- **Source**
----
If we consider \(\mu =1\) in (2.1) and (2.2), then we get the left and right Riemann–Liouville integrals, which are respectively defined as

$$\begin{aligned} \bigl({}_{a}\mathfrak{I}^{\beta }f \bigr) (x)= \frac{1}{\varGamma ( \beta )} \int _{a}^{x} (x-t)^{\beta -1}f(t)\,dt,\quad a< x, \end{aligned}$$
(2.3)

and

$$\begin{aligned} \bigl(\mathfrak{I}_{b}^{\beta }f \bigr) (x)= \frac{1}{\varGamma (\beta )} \int _{x}^{b}(t-x)^{\beta -1}f(t)\,dt,\quad x< b, \end{aligned}$$
(2.4)

where \(\beta \in \mathbb{C}\) and \(\Re (\beta )>0\).

Recently Alzabut et al. and Rahman et al. [11, 34] studied generalized proportional derivative and integral operators and established certain Gronwall and Minkowski inequalities involving the operators mentioned above.
----
- **What is needed**
According to the excerpt on Riemann–Liouville integrals, which inequalities did Alzabut et al. and Rahman et al. establish? The lines that come next play no part in anything asked here.

- **Supplied material**
----
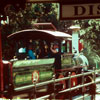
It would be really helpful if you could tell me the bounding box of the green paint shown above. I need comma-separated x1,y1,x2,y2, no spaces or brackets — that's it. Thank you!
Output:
13,58,54,68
----
- **Task response**
They established certain Gronwall and Minkowski inequalities involving generalized proportional derivative and integral operators.